** Data for this task follows **
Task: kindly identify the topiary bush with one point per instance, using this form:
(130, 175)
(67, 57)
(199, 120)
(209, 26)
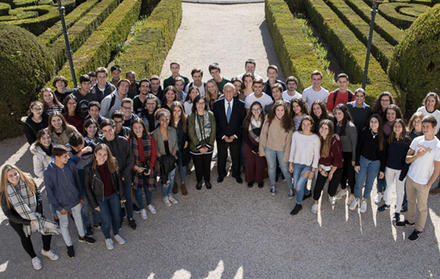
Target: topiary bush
(26, 67)
(415, 65)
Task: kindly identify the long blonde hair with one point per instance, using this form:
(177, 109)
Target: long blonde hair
(25, 177)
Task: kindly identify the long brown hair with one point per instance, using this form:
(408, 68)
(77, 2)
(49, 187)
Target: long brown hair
(112, 163)
(25, 177)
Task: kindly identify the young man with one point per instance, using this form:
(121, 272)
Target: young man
(102, 88)
(112, 102)
(291, 93)
(229, 114)
(316, 91)
(64, 194)
(120, 148)
(197, 75)
(424, 157)
(272, 78)
(342, 95)
(258, 95)
(360, 112)
(175, 72)
(214, 71)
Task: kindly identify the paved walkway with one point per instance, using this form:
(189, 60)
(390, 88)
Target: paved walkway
(232, 231)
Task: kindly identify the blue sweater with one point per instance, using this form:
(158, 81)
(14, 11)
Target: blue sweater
(62, 185)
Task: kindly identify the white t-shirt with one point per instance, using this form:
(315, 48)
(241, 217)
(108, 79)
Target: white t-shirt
(436, 114)
(310, 95)
(264, 100)
(287, 98)
(422, 168)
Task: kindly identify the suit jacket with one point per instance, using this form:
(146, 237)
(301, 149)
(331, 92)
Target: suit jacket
(234, 127)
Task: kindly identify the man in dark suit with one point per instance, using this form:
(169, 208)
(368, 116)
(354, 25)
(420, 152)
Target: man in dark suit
(229, 114)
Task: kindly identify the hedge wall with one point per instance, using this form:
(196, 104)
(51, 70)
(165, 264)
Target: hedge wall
(294, 49)
(148, 48)
(107, 39)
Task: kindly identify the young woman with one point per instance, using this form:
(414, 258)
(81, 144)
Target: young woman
(143, 146)
(59, 130)
(165, 137)
(201, 133)
(304, 158)
(370, 161)
(105, 193)
(35, 121)
(193, 91)
(212, 93)
(330, 163)
(396, 168)
(298, 110)
(178, 121)
(347, 132)
(255, 164)
(50, 101)
(21, 203)
(71, 113)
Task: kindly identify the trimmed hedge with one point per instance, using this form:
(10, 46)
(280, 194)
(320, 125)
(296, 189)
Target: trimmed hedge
(107, 39)
(148, 48)
(52, 33)
(416, 62)
(294, 49)
(26, 67)
(349, 51)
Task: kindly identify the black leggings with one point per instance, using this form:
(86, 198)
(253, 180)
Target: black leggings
(26, 240)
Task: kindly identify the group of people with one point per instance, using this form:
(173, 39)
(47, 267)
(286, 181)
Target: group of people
(101, 144)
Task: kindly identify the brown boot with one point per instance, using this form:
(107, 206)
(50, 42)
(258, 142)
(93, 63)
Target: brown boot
(175, 188)
(183, 187)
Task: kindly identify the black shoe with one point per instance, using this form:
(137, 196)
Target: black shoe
(414, 235)
(383, 207)
(87, 239)
(132, 223)
(70, 251)
(296, 209)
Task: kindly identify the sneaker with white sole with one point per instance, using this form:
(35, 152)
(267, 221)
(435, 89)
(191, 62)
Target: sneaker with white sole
(119, 239)
(172, 199)
(314, 208)
(353, 204)
(109, 244)
(50, 254)
(166, 201)
(363, 206)
(144, 214)
(151, 208)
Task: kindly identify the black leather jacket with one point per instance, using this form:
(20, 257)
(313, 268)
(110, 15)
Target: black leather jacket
(95, 187)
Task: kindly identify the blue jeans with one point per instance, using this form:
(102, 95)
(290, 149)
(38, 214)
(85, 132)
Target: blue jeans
(271, 157)
(368, 172)
(299, 180)
(167, 188)
(110, 212)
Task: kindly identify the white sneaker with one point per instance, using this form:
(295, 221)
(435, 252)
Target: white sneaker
(109, 244)
(166, 201)
(378, 197)
(151, 208)
(50, 254)
(353, 204)
(36, 263)
(144, 214)
(119, 239)
(314, 208)
(172, 199)
(363, 206)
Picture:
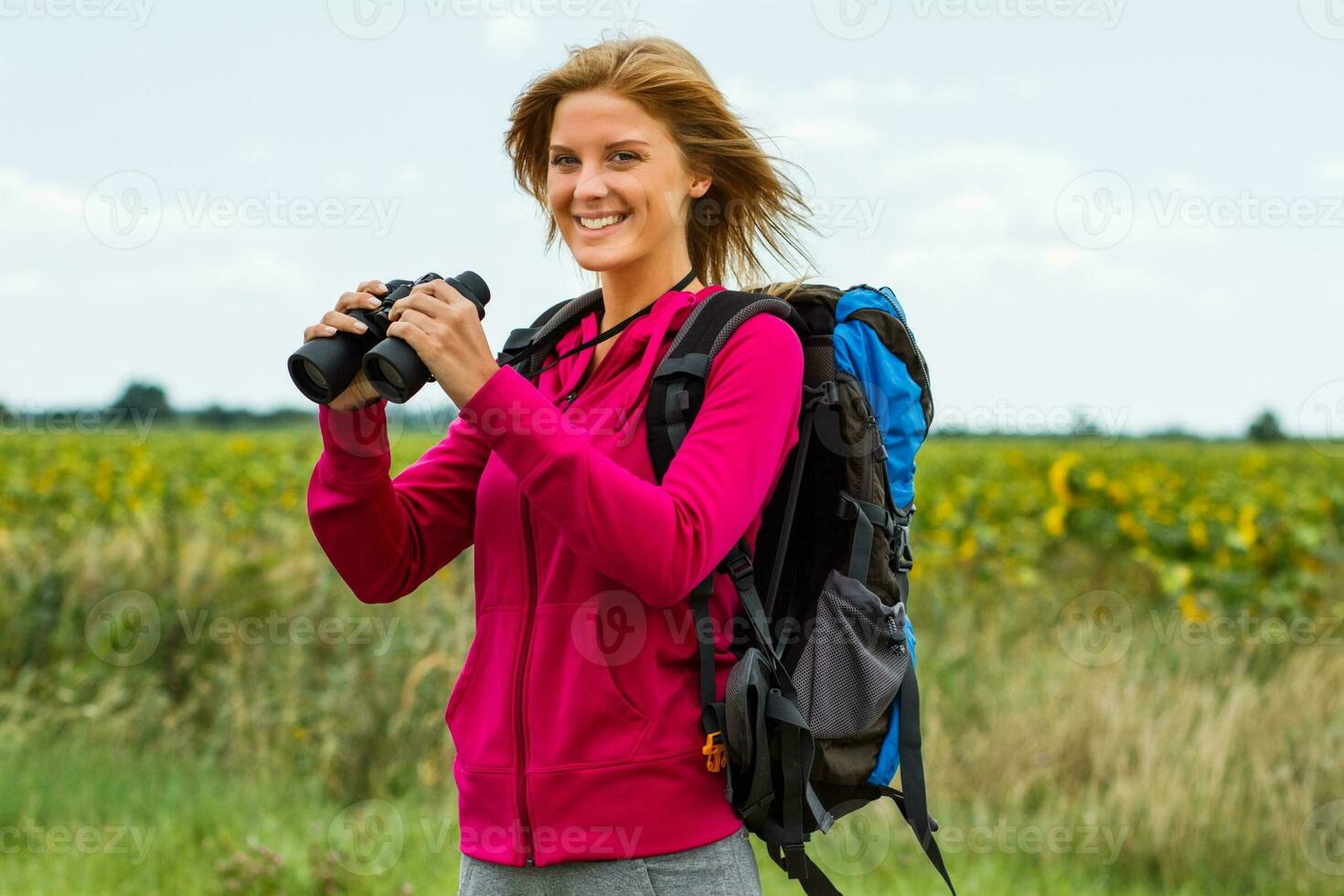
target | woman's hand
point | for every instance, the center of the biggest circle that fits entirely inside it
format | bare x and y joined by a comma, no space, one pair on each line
445,329
359,392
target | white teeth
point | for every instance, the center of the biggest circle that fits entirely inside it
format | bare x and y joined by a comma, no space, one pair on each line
595,223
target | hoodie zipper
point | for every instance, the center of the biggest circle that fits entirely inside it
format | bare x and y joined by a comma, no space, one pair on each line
525,650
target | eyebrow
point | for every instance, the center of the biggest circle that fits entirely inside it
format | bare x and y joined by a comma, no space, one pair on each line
618,143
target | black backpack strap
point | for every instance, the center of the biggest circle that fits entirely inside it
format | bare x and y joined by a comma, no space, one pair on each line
527,347
675,395
677,386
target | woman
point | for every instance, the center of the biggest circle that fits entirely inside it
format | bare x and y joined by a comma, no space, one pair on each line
575,715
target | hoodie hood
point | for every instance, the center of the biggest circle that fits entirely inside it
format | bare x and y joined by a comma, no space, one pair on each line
635,351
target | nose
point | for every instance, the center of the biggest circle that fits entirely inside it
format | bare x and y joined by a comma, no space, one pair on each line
592,186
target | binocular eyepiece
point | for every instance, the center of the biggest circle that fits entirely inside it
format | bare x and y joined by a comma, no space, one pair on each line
323,368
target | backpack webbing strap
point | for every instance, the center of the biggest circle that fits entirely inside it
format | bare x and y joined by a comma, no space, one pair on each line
814,881
915,804
677,387
526,347
866,516
800,463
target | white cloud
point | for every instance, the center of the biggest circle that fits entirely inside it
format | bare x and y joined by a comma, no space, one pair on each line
512,35
1331,172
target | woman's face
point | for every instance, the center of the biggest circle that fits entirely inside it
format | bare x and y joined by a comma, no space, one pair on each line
612,160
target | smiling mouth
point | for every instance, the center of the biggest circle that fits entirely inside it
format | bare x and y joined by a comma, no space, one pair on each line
605,223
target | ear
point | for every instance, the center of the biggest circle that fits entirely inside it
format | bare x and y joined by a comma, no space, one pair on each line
700,185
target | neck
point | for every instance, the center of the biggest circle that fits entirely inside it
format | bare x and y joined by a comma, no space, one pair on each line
632,286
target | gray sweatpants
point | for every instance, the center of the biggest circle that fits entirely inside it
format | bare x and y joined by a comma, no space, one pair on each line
722,868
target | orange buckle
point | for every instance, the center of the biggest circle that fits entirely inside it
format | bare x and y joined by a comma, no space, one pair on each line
715,752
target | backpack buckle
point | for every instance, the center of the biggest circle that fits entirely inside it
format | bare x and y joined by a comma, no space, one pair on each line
795,860
715,752
738,564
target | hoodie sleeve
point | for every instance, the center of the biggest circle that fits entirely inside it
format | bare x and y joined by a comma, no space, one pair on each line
659,539
385,536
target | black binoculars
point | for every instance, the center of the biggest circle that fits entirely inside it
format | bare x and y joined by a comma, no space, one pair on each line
323,368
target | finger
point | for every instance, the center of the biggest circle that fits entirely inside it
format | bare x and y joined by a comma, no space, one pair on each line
343,321
317,331
438,289
428,304
418,320
349,301
414,336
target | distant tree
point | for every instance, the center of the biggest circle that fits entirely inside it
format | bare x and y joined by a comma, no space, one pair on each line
145,400
1265,429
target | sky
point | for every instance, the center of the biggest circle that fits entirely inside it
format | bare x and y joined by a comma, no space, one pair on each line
1129,211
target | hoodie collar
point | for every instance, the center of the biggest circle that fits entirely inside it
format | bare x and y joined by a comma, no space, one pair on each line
643,340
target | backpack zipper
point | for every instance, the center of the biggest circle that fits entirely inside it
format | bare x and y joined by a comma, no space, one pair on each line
901,316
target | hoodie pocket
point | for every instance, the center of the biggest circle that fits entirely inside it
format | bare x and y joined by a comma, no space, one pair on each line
575,710
479,712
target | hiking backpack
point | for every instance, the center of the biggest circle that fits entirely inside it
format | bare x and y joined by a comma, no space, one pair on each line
821,706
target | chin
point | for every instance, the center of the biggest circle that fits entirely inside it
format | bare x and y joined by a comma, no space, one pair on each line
598,260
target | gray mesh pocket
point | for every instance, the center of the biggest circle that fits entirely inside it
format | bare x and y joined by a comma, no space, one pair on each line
854,661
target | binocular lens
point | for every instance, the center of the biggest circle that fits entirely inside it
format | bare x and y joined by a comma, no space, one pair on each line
323,368
379,371
315,374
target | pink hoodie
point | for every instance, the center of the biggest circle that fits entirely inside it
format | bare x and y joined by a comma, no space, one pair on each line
577,710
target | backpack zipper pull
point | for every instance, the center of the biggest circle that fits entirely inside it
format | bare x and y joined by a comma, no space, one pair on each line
880,449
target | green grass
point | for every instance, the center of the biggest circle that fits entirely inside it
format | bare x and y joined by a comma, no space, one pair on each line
242,767
167,824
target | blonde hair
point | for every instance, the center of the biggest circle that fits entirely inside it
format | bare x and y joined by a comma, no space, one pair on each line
748,200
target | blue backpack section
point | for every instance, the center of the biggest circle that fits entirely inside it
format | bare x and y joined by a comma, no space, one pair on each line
892,392
894,397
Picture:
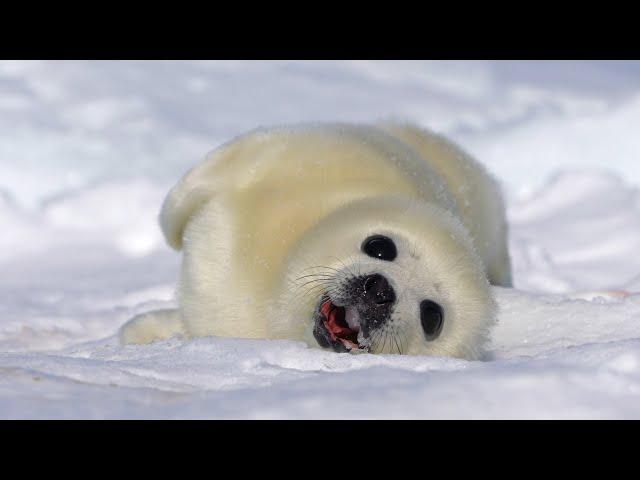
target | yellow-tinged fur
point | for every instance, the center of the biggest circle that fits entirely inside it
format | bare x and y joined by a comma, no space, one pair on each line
270,208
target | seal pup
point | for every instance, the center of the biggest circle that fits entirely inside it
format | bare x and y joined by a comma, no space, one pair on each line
359,238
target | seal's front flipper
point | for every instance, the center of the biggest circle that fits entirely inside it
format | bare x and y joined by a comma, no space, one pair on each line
151,326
** End of Data for this task **
* Exercise requirements: Copy range, inclusive: the line holding "target | woman's hand" to the line holding "target | white teeth". Reproduce exactly those lines of the records above and no others.

* Exercise response:
target | woman's hand
point | for every instance, the center of the biggest circle that fits entirely inside it
format | bare x and y joined by a comma, no space, one pair on each line
445,329
359,392
target | white teeth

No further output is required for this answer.